::: Источник :::

Живут Берберовы в двухкомнатной квартире, где кроме них и льва, еще двое детей, бабушка, собака, две кошки и еще чтото живое — еле живое. Всё, что они делали со львом, было подвигом и течение четырех лет, а сейчас началось нечто иное, весьма пошлое, с коммерческим уклоном.
Гадок и страшен был этот сабантуй. Поначалу лев развязал в людях все самое пошлое и низкопробное в них. Солодарь превзошел себя в пошлости, Крепе — в краснобайстве, Люся Уварова — в фальши, Жимерины — в палаческой сентиментальности, Байбаков — в лицемерии и лукавстве, Яковлев — в жутковатой разбойничьей умиленности, я — в пьянстве. А позже было вот что: фрондеры вдруг почувствовали, что «с ними» можно жить, а стукачи и власть имущие ощутили прилив бунтарского безумия. Рядом с этим жалким-больным, но настоящим львом нельзя было оставаться собой обычным, надо было чтото срочно менять в себе, чтото делать с собой. И каждый постарался стать другим. Всех опалило чистотой пустыни, первозданностю. Происходило очищение львом. Жимерин плакал навзрыд, слушая рассказ Берберовой о детстве Кинга, Байбаков, утирая слёзы с толстых щек, обещал Берберовым квартиру, дачу и мини — автобус. Люся Уварова предложила провести подписку в пользу Кинга. Хозяйка, «мама» Кинга произнесла заученный монолог с точно рассчитанными паузами, взволнованными обертонами, своевременными увлажнениями глаз о горестной и поучительной жизни Кинга, спасенного человеческой добротой. Под конец плакали все, кроме меня. Я был просто раздавлен мерзостью этого шабаша на худых благородных ребрах Кинга. И вот что любопытно — я сказал Алле: «А вдруг Кинг возьмет да и помрет, и развалится весь берберовский бизнес». И как в воду глядел! Будь оно неладно это провидчество.

:::

# [Задание 1]
Что Байбаков пообещал Берберовым, согласно источнику?
Источник и список никак не связаны друг с другом.

::: Предоставленный список :::

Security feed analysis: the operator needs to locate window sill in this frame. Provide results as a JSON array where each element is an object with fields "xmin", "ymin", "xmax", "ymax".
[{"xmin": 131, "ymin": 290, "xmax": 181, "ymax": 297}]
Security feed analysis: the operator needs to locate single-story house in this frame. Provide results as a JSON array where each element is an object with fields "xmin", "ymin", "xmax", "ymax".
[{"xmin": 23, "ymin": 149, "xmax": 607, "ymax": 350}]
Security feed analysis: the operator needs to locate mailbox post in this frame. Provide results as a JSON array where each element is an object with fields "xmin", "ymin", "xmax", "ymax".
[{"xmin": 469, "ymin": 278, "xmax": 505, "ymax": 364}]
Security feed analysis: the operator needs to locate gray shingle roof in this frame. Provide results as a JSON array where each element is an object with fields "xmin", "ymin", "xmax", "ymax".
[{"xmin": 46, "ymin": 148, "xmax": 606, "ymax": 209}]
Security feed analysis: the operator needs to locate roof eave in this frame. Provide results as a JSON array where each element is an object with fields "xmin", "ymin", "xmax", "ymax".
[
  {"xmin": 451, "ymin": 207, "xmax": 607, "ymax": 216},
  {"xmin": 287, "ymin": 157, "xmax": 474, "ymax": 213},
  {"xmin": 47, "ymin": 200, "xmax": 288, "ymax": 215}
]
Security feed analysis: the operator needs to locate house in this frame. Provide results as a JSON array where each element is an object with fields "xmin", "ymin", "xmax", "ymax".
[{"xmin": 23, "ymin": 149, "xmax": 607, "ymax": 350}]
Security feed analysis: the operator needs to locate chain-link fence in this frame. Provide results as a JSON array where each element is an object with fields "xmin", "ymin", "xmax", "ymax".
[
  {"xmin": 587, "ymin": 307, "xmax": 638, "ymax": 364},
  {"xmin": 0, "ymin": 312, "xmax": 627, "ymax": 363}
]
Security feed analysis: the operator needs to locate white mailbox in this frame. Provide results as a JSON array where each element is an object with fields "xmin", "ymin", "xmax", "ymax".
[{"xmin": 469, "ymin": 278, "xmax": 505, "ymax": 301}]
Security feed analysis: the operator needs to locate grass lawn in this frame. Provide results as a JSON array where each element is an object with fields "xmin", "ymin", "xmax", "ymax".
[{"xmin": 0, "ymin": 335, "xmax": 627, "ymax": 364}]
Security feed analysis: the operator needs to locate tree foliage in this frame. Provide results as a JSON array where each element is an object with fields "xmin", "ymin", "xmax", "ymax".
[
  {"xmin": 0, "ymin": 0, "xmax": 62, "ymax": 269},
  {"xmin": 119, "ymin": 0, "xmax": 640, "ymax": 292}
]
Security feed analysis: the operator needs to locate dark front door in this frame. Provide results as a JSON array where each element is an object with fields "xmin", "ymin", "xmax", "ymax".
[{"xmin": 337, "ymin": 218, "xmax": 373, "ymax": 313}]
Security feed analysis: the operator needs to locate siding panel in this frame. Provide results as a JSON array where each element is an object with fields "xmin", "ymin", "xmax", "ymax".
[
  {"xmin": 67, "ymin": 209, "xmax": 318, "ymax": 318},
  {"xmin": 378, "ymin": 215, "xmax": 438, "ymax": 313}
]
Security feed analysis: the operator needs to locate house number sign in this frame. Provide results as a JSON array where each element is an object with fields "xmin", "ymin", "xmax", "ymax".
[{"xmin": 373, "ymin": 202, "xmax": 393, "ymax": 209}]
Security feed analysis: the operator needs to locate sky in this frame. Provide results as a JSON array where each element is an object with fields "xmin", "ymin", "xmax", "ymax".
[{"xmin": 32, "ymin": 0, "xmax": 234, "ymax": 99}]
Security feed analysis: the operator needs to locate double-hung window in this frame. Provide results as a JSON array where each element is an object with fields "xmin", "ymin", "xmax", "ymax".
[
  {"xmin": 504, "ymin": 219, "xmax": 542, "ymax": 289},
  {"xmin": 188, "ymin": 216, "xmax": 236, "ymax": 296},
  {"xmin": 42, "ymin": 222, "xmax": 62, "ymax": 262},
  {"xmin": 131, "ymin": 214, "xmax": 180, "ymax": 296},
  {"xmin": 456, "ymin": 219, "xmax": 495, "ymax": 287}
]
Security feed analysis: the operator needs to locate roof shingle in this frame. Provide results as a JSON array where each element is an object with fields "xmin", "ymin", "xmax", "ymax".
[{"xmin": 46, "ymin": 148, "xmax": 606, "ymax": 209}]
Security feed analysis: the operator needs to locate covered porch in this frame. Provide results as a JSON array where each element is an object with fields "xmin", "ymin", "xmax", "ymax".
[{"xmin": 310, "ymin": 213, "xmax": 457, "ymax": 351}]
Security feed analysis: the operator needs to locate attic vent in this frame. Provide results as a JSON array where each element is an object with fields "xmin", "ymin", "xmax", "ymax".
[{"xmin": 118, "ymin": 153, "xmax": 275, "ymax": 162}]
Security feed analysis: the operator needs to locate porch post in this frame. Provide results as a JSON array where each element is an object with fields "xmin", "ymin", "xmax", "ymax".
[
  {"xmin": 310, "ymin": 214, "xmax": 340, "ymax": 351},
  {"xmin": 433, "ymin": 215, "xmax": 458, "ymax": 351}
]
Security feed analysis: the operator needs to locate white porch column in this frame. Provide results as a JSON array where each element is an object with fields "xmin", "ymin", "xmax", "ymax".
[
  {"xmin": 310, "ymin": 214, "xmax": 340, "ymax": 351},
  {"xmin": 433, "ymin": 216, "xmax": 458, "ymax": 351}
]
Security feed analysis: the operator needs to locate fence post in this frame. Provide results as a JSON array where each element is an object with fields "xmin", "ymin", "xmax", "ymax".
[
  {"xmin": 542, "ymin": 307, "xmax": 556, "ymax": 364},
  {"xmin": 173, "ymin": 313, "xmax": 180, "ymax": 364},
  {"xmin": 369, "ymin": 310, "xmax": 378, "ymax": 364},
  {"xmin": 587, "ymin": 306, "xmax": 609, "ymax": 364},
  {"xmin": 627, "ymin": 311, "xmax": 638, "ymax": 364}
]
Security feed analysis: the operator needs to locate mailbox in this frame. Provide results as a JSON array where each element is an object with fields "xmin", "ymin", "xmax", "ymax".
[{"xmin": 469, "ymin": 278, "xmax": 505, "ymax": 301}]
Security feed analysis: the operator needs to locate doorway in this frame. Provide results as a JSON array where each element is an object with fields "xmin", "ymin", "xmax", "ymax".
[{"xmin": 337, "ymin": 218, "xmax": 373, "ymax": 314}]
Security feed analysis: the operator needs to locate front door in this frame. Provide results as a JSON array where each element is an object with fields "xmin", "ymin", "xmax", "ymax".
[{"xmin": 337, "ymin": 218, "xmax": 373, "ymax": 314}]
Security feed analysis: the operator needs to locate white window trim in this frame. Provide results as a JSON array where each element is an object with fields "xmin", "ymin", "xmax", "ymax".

:::

# [Задание 2]
Пожалуйста, извлеките из списка все строки, в которых есть слово «house», с учетом регистра.

# [Правильный ответ 1]
Квартиру, дачу и мини-автобус.

# [Правильный ответ 2]
Security feed analysis: the operator needs to locate single-story house in this frame. Provide results as a JSON array where each element is an object with fields "xmin", "ymin", "xmax", "ymax".
Security feed analysis: the operator needs to locate house in this frame. Provide results as a JSON array where each element is an object with fields "xmin", "ymin", "xmax", "ymax".
Security feed analysis: the operator needs to locate house number sign in this frame. Provide results as a JSON array where each element is an object with fields "xmin", "ymin", "xmax", "ymax".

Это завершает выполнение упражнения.